++++ Provided entries

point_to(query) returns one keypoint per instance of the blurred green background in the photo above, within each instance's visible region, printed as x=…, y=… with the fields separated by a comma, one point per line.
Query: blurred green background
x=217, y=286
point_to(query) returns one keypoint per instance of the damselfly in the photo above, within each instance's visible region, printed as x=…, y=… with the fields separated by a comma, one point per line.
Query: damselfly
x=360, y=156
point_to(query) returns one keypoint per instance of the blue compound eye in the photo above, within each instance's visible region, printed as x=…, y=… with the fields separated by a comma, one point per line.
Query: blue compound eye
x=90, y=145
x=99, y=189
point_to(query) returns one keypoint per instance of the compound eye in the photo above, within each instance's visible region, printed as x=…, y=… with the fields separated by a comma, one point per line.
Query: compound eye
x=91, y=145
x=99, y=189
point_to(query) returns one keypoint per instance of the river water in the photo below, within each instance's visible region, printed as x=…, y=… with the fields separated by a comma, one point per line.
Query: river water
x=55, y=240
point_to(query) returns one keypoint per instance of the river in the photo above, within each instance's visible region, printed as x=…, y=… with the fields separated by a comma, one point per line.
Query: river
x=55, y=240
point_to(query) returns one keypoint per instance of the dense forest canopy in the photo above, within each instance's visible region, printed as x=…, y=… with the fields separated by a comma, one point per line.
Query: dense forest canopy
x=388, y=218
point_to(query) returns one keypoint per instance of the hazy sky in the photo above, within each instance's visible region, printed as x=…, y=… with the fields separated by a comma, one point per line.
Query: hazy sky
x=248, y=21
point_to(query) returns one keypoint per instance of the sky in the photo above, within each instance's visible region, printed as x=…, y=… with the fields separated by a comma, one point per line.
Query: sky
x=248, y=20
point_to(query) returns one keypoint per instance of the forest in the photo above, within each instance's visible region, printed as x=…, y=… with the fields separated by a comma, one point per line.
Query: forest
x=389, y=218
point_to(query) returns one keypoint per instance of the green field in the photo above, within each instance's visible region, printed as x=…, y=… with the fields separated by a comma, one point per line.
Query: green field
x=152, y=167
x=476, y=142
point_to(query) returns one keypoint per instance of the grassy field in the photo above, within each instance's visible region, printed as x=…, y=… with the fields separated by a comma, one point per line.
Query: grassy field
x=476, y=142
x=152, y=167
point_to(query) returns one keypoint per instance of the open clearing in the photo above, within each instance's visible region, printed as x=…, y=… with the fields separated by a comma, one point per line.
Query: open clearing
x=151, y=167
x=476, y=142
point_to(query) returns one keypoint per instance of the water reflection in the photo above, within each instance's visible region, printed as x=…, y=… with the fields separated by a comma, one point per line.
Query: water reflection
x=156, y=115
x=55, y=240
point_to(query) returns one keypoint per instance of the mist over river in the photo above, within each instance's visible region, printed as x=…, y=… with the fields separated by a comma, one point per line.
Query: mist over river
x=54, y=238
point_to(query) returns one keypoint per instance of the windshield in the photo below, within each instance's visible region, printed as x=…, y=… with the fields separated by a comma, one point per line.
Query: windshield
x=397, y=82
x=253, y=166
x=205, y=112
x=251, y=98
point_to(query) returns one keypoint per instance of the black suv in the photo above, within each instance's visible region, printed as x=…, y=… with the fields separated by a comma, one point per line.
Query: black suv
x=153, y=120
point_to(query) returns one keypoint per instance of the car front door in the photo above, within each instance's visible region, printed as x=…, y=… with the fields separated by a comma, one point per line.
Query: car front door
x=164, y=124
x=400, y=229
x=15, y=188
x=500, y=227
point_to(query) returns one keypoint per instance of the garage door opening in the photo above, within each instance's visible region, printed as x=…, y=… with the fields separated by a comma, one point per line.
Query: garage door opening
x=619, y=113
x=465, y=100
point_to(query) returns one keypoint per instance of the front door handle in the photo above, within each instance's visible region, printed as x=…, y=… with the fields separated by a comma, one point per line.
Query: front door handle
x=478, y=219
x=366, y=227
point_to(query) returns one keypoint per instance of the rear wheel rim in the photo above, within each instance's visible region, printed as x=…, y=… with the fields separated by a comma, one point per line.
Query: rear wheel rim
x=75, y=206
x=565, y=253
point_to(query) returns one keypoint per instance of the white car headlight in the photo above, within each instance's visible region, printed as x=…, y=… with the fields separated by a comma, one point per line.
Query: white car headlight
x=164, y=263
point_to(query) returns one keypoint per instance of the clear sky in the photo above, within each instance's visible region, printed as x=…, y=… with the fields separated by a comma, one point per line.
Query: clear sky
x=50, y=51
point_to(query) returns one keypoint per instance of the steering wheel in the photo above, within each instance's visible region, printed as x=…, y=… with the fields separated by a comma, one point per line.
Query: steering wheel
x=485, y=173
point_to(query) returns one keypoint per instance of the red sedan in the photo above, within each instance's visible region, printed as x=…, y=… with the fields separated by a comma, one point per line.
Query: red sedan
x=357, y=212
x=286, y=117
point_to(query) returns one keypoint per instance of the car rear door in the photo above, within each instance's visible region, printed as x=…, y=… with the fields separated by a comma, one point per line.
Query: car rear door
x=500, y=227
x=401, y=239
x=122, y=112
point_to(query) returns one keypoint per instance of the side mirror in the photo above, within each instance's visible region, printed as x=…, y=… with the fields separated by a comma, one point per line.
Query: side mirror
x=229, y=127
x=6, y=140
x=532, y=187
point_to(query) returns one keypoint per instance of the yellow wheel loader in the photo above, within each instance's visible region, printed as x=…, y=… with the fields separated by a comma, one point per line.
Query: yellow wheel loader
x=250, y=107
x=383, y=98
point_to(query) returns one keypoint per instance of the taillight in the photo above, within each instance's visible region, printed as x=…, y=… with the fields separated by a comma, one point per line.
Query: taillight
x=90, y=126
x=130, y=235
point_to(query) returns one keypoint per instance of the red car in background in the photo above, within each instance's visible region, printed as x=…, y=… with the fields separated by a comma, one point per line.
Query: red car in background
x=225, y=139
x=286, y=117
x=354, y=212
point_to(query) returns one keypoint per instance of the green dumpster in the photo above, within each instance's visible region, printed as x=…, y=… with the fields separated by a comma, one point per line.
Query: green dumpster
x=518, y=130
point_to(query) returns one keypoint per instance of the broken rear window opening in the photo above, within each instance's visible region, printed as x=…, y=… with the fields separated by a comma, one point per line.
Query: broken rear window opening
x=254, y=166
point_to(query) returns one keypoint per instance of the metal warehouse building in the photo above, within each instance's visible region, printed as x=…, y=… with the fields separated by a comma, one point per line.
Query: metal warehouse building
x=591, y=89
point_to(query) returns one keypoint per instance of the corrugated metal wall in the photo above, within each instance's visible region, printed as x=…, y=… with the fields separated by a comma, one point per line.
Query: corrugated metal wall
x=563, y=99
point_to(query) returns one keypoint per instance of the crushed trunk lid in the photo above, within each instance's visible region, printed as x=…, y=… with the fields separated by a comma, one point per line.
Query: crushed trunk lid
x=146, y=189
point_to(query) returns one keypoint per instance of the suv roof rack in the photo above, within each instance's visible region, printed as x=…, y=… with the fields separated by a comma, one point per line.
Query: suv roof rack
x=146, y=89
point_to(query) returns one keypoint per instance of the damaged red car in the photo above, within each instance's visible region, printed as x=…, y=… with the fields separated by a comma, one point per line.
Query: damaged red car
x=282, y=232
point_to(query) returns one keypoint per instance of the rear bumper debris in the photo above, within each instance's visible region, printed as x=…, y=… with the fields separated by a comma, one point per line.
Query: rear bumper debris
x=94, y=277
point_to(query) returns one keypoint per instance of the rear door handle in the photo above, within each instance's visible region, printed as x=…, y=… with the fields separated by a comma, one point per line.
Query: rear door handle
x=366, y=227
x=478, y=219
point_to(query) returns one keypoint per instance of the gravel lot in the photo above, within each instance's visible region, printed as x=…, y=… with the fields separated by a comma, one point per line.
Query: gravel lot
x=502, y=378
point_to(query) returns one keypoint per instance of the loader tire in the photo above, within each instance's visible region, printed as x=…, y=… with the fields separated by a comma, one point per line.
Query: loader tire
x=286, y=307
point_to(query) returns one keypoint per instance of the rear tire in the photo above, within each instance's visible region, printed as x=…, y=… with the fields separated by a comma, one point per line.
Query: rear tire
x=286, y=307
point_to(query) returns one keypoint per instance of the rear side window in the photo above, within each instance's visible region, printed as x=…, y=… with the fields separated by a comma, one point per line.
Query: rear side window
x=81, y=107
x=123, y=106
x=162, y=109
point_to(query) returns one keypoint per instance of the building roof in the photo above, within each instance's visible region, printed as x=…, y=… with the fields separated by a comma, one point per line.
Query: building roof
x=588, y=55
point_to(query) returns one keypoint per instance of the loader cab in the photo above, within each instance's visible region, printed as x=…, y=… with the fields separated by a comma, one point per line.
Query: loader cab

++++++++

## About this exercise
The answer must consist of each line in the entries above that includes "below".

## Task result
point_to(query) returns one keypoint per instance of the river water in the photo below, within each instance's visible region, printed as x=…, y=… with the fields separated by a comma, one point per line.
point_to(query) returns one keypoint per instance of the windshield in the photo below, within each instance's visible region, printed as x=…, y=… with the fields separated by a comma, one point per line.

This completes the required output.